»»

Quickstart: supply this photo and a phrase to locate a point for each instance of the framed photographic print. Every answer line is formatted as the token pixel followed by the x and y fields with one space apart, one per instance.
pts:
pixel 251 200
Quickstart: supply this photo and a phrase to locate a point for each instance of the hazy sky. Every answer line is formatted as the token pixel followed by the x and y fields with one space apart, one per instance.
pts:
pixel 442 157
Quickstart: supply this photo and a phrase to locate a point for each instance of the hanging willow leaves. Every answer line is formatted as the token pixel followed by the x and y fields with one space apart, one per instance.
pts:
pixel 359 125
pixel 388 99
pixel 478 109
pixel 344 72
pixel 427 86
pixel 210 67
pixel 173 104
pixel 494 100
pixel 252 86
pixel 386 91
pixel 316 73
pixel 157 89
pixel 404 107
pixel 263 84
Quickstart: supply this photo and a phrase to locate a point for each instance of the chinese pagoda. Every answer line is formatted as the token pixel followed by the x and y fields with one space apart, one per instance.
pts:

««

# EXERCISE INSTRUCTIONS
Rewrite every line of the records above as one numbered list, skipping any blank lines.

# SOLVED PROBLEM
1. Quickstart: supply this photo and a phrase to locate a point for each instance of the framed photographic print. Every answer line is formatted as the token pixel followed by the x and y fields with one space apart, one per instance.
2. pts:
3. pixel 251 200
4. Quickstart: supply this photo and a phrase to locate a point for each instance of the hazy sky. Every answer line is formatted as the token pixel followed by the x and y fields with one space apart, one per instance.
5. pts:
6. pixel 442 157
7. Quickstart: supply this photo and a phrase to locate a point for each instance of the hanging willow leaves. Every answer line is formatted as the token pixel followed by the x and y fields with one space apart, one per instance.
8. pts:
9. pixel 359 125
10. pixel 388 99
11. pixel 478 109
12. pixel 344 72
13. pixel 427 86
14. pixel 210 67
15. pixel 173 104
16. pixel 494 100
17. pixel 252 86
18. pixel 386 91
19. pixel 316 73
20. pixel 157 89
21. pixel 404 107
22. pixel 263 84
23. Quickstart: supply this photo and a phrase to locate a point for each instance of the chinese pagoda. Every answer line is formatted as the token pixel followed by the x and y fields with one space apart, one per instance.
24. pts:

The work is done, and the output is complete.